• **WHAT YOU WILL DO**
Resume the blog post about the Adirondack chair, writing on from the end of its last paragraph.

• **DOCUMENT SEGMENT**
——
Tuesday, May 18, 2010

It’s an Adirondack Chair…even on Gibson Island

“….An Adirondack chair is a type of chair favored in rural, outdoor settings. The precursor to today's Adirondack chair was designed by Thomas Lee in 1903. He was on vacation in Westport, New York, in the heart of the Adirondack Mountains, and needed outdoor chairs for his summer home. He tested the first designs on his family.
The original Adirondack chair was made with eleven pieces of wood, cut from a single board. It had a straight back and seat, which were set at a slant to sit better on the steep mountain inclines of the area. It also featured wide armrests, which became a hallmark of the Adirondack chair….”
What if this chair could talk? I can’t be the only one who ponders such things.  What would it tell us about its witness? What has it seen and heard? In how many places has it lived? What about its fun index? In other words, what percentage of its employ has been amidst happy circumstances versus bad?

The fun index of my Adirondack chair is heavily weighted towards the positive. I figure most of these chairs are; actually. The Adirondack chair is built for relaxation—nothing slick or fancy here. If anything was ever devoid of dice fuzzy, it’s this baby. Wide arm rests designed to accommodate a cocktail and a couple of books. Maybe a small tray of Wheat Thins and Vienna Sausages. Shut up. Add a little sunshine and a light breeze and napping is inevitable.
I first spent significant time riding an Adirondack chair when I lived in Montclair New Jersey. The Southern expat mafia of which I was a charter member, used to hang out over at JBA’s and ACA’s…drinking, scheming and lamenting our indentured servitude—and if the weather was decent, we’d be doing so outside, in Adirondack chairs.
——
• **GIVEN INFORMATION**
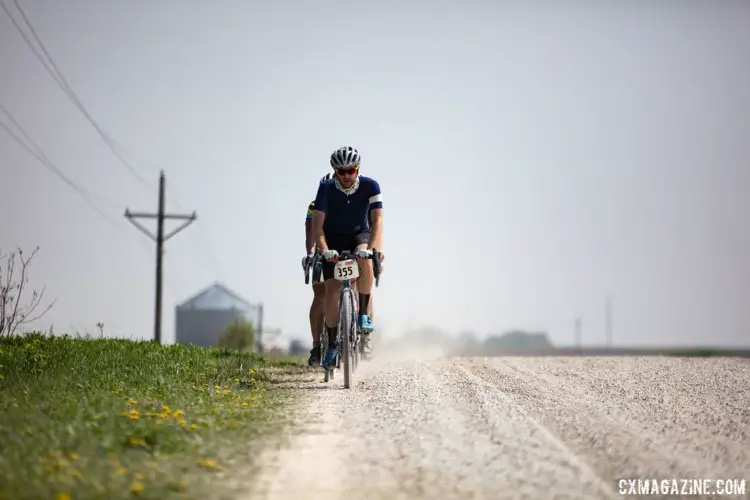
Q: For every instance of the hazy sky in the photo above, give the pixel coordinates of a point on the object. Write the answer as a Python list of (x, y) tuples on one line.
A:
[(533, 157)]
——
• **WRITTEN REPLY**
There was an old guy back then—this was in the late 1980’s—who made Adirondacks to order. They weren’t real expensive and they weren’t fancy. True for the most part to the original utilitarian design of the original Adirondack chair. JBA and ACA had the old guy make one for me and I’ve been parking my carcass in it ever since.
A maiden coat or two of hunter green deck paint begins the patinated journey. Annual repainting perpetuates the character shaping patination as well as promises that you’ll never get any of the screws or bolts loosened. It’s all good.

So where do you get a good, sturdy Adirondack chair these days? I can tell you unequivocally that if you want an attenuated, overpriced ersatz version, just go to…Target, Crate and Barrel or any of the fancy little joints purveying such goods and you can score one. Their versions are too slick, too flimsy and will never manifest the patina of a well built Adirondack—true to the original. They look to me, kinda like a blue collar worker with a buff and a clear coat of nail polish. Just wrong. I suppose that you could beat one of those slick versions with a bicycle chain...you know...to "weather it". My thinking is that you'd end up breaking the chair before you rendered it "weathered". That’s a long-winded “I don’t know”…unless you live near me. There are a couple of options on route 50, just before you get to Middleburg Virginia. They offer sturdy Adirondack chairs made by Amish makers and they are rock solid.
So the first destination for my Adirondack was the front lawn of my N.J. hovel where if you craned your neck from said chair, you could see the Gotham skyline. Next stop would be Old Town Alexandria…the hamlet that won my residence by virtue of a coin toss. Had it been heads, I would have landed in Baltimore. Had this been the outcome, I’m certain that this Gibson Island versus Adirondack moniker issue would have manifested sooner.

The Big Easy…more specifically, Old Metairie would become the next host for my Adirondack. I think the “sitting out season” was shorter in New Orleans than New Jersey because of the damned humidity. I can say that my chair faced tougher environmental challenges in the front yard of my Metairie shotgun house. It rained two feet one night. Back to Old Town Alexandria, then to my marital home just a couple of miles south of Old Town and then, alas, back to Old Town again. Hell I’m tired just recounting the journey.
I remember spending a weekend in Newport Rhode Island with LFG's mom. We rented bikes and ended up at the Castle Hill Inn. Stunning vistas, Adirondack chairs and a waitress out on the lawn who we nicknamed Mulva. Half dozen Bloody Marys each and the Castle Hill Folks called a cab for us and our two bikes.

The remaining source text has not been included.